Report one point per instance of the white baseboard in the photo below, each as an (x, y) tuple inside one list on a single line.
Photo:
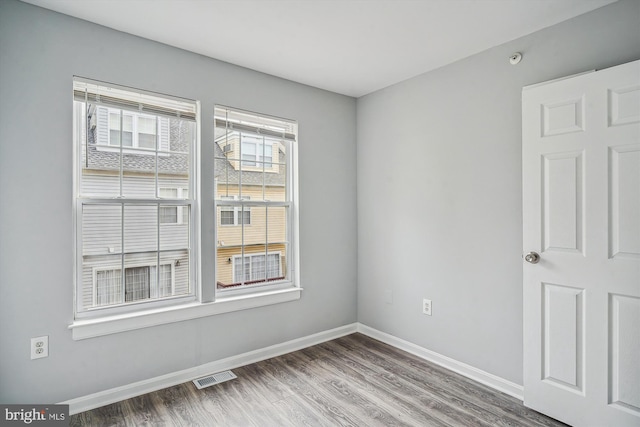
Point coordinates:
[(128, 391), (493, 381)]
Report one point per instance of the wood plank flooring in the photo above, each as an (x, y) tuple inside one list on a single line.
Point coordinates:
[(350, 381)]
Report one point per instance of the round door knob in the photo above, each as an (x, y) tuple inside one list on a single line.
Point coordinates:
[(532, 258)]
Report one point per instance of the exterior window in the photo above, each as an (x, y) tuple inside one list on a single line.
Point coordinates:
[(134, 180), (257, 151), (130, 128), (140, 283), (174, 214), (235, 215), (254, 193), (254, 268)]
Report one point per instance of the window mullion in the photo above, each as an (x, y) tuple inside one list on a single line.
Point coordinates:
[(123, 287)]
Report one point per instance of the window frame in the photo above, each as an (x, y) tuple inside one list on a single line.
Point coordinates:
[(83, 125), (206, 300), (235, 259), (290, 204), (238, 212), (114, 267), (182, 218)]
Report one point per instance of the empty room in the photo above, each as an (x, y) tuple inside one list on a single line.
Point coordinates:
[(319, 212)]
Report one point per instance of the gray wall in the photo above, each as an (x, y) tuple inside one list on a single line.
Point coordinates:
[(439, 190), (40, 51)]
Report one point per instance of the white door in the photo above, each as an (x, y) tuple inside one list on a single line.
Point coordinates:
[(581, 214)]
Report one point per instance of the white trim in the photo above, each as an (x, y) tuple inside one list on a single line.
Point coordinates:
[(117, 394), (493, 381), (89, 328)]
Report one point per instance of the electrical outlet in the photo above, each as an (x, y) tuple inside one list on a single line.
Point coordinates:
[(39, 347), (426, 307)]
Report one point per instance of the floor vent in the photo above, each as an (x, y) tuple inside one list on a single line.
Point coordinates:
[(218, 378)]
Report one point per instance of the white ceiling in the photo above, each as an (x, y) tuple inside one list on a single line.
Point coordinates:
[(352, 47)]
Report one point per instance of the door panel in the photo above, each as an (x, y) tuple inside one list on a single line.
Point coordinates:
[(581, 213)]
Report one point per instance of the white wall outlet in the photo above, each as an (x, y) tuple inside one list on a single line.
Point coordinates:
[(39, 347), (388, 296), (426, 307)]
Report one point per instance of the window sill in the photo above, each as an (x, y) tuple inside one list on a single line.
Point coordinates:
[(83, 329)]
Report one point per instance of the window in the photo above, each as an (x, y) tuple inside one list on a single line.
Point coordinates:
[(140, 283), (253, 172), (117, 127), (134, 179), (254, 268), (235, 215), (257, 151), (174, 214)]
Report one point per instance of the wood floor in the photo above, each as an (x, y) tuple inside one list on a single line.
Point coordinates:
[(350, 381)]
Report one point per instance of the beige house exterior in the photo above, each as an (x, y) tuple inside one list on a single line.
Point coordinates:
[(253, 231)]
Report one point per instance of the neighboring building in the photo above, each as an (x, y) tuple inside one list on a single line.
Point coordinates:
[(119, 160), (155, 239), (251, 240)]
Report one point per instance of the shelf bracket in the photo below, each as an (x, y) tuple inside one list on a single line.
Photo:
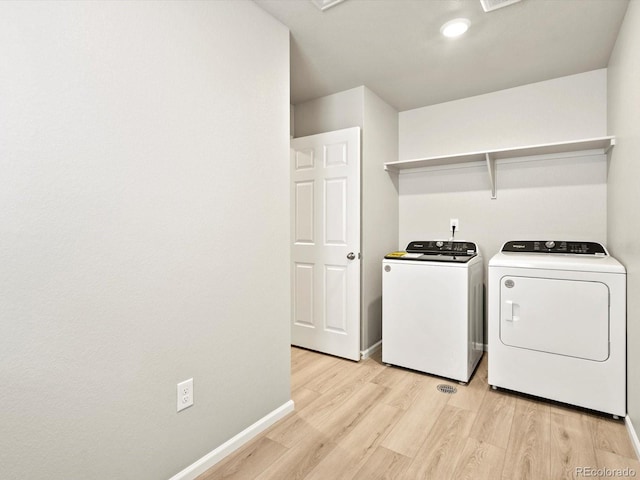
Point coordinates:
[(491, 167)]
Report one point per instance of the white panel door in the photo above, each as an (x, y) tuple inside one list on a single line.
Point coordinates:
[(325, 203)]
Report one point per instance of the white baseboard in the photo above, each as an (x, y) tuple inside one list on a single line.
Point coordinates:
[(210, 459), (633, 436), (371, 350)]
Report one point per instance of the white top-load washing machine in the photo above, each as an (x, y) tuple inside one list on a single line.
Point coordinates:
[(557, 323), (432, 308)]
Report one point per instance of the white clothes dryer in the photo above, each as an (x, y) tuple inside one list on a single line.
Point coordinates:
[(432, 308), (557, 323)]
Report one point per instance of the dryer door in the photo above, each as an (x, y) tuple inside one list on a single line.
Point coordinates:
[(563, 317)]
========================
_Exercise task_:
Omit the pictures and write out the lines above from the one with "Report one point per instance of the neighboring" through the last, unchanged.

_Full response_:
Report one point per instance of the neighboring building in the photo above, each as an (x, y) tuple inside one list on a single line.
Point coordinates:
[(119, 160), (155, 239), (251, 240)]
Report one point per instance of the shelf bracket in the photo below, each as an (x, y) tuple inside one list on a single line.
Photo:
Point coordinates:
[(491, 167)]
Report one point per instance of the white panel door in the photo above, each as an (x, y) tuple inside one list on a single line.
Point coordinates:
[(325, 203)]
Report one point per instance of the white baseboard in the photo above, each as an (x, y) tuple inside one list on a single line.
Point coordinates:
[(210, 459), (633, 436), (371, 350)]
Report one point per instance of the white top-load washing machine in the photo above, each as an (x, y) tuple inside one list on a single line.
Point coordinates:
[(557, 323), (432, 308)]
Report one point per instance of the white clothes dryer in the photo above, each as an (x, y) tuple inside one list on a single line.
Point coordinates:
[(432, 308), (557, 323)]
Report one point per instance of the dryer door in the photo above, each as an (x, y) tuple inside one list on a single line.
Point coordinates:
[(563, 317)]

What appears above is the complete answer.